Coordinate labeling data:
━━━━━━━━━━━━━━━━━━━━
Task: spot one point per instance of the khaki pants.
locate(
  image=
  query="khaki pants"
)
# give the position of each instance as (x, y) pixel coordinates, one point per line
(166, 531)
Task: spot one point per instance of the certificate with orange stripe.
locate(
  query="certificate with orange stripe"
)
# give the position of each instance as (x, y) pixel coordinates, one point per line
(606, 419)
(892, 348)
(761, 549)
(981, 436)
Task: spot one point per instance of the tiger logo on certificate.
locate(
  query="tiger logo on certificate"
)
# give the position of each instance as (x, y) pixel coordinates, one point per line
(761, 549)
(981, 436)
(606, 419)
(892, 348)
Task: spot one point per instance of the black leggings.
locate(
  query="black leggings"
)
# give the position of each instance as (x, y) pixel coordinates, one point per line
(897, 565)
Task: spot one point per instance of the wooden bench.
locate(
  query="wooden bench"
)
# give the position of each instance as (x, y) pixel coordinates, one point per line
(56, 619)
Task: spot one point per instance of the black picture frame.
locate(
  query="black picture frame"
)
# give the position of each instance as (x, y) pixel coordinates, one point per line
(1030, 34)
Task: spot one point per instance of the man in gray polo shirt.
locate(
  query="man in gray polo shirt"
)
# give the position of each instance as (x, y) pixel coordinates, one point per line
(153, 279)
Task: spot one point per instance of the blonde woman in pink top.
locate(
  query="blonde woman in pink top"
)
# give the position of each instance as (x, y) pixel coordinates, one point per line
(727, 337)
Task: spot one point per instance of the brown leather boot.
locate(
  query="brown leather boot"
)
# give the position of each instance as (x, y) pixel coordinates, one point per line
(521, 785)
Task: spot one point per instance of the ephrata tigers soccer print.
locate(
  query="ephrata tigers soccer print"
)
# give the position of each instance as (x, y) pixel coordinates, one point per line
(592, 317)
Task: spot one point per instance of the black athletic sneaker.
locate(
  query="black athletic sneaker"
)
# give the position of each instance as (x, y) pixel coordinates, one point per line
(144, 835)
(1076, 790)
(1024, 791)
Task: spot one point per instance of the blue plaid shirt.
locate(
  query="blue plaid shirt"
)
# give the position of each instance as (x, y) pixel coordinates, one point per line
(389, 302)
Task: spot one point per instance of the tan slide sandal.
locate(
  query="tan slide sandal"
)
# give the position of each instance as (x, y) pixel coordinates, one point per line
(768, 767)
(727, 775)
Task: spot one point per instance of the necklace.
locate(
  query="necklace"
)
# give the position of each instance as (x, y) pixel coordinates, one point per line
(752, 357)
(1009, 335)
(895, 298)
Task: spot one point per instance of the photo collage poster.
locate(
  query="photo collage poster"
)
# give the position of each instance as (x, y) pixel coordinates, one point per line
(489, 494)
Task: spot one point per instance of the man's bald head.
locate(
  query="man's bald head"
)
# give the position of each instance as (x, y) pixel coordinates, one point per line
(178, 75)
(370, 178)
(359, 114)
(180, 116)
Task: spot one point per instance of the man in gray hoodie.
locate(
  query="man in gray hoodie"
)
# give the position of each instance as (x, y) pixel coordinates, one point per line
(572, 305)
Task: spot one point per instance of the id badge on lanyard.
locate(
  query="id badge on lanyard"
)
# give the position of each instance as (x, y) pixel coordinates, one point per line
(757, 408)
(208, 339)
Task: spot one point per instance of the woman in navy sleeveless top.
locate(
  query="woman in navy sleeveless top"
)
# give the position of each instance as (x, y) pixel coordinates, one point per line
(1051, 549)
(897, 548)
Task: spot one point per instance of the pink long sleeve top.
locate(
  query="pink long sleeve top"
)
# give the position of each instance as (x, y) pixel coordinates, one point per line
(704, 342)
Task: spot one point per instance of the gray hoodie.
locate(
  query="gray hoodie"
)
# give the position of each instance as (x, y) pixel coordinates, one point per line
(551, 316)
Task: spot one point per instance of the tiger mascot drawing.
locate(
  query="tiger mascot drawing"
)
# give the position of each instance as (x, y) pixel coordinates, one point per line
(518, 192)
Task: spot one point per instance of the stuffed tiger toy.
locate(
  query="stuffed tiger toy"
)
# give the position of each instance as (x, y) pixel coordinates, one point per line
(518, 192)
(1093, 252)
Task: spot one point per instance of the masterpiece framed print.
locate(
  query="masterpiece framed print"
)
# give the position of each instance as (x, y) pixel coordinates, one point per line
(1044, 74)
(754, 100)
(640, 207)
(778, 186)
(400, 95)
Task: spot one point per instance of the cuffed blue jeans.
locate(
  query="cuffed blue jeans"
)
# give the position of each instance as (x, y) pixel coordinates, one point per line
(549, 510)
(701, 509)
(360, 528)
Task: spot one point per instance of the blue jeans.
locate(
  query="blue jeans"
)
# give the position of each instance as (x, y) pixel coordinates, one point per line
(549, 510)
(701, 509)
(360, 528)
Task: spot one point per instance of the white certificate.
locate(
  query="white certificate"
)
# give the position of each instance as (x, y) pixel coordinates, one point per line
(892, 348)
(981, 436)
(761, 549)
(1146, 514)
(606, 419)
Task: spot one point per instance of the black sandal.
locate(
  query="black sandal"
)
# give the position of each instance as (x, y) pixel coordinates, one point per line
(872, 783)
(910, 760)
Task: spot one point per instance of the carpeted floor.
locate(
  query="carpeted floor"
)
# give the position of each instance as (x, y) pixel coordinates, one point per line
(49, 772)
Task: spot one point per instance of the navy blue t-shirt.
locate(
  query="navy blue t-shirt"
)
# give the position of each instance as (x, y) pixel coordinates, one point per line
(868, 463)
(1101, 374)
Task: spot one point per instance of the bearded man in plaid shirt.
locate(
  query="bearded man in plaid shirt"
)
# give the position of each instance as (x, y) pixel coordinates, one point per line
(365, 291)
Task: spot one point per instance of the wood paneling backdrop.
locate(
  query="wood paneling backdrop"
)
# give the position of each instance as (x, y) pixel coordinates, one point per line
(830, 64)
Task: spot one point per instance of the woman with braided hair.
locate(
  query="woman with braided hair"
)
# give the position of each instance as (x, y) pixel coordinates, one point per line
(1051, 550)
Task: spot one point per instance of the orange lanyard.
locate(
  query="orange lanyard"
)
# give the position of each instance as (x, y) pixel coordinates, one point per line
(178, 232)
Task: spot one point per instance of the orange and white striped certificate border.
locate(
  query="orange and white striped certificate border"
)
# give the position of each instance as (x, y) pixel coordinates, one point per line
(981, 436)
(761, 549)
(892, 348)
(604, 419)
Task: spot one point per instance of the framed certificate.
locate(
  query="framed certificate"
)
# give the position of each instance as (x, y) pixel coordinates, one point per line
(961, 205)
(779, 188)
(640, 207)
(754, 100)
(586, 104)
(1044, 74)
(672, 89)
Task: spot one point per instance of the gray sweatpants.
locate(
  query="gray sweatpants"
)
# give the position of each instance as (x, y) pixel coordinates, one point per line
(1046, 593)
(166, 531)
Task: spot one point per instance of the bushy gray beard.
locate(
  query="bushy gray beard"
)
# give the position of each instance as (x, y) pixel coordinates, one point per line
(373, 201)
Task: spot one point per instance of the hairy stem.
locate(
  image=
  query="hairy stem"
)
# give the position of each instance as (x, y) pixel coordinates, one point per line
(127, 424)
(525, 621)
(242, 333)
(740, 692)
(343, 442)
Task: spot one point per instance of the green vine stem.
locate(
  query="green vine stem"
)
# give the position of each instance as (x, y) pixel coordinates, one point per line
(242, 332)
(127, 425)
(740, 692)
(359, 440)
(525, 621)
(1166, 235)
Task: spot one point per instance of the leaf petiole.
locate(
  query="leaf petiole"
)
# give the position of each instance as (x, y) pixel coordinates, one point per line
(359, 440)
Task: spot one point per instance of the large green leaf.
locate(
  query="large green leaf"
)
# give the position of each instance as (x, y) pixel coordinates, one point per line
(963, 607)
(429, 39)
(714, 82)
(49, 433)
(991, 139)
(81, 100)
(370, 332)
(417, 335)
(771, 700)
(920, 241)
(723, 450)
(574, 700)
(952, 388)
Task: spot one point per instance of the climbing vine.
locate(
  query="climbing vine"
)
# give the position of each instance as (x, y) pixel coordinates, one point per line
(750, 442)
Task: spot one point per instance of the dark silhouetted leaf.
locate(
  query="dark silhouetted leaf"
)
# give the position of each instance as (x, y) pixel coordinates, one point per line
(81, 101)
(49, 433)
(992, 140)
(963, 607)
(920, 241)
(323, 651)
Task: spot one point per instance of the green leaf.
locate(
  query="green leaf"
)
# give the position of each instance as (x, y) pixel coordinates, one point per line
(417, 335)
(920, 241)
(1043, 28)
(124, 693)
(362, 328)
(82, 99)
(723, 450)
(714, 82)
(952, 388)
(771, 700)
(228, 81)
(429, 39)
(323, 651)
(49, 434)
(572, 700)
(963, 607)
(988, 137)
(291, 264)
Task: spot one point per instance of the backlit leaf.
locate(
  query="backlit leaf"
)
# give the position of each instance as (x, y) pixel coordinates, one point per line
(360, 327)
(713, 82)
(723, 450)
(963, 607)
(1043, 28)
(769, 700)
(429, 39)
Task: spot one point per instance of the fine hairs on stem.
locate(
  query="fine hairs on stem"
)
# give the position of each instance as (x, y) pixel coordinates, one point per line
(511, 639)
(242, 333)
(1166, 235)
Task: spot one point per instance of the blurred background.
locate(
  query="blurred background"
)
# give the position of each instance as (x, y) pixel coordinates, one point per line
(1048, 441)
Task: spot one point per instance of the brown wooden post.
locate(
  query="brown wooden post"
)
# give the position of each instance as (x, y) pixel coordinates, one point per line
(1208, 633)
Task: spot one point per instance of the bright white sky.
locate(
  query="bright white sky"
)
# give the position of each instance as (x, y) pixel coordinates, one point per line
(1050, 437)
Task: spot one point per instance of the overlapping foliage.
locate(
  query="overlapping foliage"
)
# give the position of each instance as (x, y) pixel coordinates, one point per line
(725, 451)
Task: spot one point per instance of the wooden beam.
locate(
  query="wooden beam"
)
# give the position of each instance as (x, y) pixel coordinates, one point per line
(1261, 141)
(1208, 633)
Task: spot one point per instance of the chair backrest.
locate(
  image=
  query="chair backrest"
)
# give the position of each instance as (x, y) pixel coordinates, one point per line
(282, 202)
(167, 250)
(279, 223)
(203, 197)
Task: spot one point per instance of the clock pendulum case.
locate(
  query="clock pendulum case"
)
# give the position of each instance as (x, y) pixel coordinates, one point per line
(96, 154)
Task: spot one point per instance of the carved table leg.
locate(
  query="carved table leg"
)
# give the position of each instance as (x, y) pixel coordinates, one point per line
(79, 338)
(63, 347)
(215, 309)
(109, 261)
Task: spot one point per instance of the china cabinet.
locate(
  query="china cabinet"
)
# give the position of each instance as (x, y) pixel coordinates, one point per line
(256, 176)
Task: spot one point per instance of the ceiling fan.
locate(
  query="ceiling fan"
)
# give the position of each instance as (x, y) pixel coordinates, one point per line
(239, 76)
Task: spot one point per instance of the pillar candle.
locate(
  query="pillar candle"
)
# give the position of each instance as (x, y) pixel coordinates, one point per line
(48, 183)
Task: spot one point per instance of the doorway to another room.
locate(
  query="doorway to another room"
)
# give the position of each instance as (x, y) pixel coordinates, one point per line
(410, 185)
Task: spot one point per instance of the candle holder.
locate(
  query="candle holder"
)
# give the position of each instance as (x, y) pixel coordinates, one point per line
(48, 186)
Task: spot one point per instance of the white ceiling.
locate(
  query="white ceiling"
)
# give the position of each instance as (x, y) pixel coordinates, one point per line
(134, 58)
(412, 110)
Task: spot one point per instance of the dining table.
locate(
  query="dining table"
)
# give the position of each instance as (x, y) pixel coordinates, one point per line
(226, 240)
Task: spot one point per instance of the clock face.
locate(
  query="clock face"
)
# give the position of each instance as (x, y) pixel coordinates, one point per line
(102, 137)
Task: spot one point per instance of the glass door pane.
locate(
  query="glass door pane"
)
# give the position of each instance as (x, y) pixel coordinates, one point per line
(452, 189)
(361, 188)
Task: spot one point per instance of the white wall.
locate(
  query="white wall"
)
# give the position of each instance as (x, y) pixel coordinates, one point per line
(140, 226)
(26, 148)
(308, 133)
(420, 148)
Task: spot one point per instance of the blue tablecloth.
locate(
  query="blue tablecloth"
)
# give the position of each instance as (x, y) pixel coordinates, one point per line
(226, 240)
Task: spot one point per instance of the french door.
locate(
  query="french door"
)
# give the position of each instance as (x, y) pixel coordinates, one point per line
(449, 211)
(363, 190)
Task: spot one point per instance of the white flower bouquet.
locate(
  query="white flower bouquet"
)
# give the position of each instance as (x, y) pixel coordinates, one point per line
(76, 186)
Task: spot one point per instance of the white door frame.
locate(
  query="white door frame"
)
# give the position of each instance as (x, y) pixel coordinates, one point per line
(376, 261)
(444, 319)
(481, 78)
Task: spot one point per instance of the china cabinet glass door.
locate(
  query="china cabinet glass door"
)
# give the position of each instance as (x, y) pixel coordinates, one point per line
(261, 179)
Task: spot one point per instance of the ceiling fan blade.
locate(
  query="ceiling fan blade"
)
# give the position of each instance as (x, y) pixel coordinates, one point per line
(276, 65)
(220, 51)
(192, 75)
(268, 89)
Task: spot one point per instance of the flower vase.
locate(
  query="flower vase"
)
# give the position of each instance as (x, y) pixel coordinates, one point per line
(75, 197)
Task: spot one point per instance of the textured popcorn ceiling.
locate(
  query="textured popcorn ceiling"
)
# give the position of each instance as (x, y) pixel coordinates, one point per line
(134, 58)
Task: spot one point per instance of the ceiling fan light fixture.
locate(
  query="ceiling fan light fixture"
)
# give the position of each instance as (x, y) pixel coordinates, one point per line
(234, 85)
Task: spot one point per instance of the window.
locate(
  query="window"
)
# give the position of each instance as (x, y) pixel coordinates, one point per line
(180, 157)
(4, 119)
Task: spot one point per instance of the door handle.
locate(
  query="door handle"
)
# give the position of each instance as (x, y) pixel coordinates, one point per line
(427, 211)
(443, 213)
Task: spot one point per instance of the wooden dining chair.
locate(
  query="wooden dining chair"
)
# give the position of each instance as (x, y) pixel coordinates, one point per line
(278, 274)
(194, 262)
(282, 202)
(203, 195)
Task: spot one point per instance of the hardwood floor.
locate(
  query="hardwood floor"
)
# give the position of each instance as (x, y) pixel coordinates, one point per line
━━━━━━━━━━━━━━━━━━━━
Starting at the line with "Task: spot one point per instance of the textured", copy every line up to and including the last one in the entries above.

** FINISHED ANSWER **
Task: spot one point per instance of the textured popcorn ceiling.
locate(
  query="textured popcorn ceiling"
)
# give the position of each instance as (x, y) pixel coordinates, one point per line
(134, 58)
Task: spot one point per instance of the ceiling fan light fixture.
locate(
  query="ceiling fan light fixture"
)
# give the position of each instance as (x, y) pixel coordinates, one point per line
(234, 85)
Task: spot one point per instance of the window.
locate(
  query="window"
)
# give the position of each instance as (x, y) pixel coordinates, one point per line
(180, 157)
(4, 119)
Task: spot one point per instance of the door handle.
locate(
  query="door handle"
)
# give the position of each instance as (x, y) pixel coordinates, one point per line
(427, 211)
(443, 213)
Task: spot one point per instance of the wooden dining chair.
locate(
  query="wooden dining chair"
)
# give the position of each instance as (x, y) pixel coordinates, one point per line
(278, 274)
(194, 262)
(282, 202)
(203, 195)
Task: spot one point per instance of the hardwood floor.
locate(
  query="hardwood floor"
)
# give the position of each instance as (x, y) pixel coordinates, one point per line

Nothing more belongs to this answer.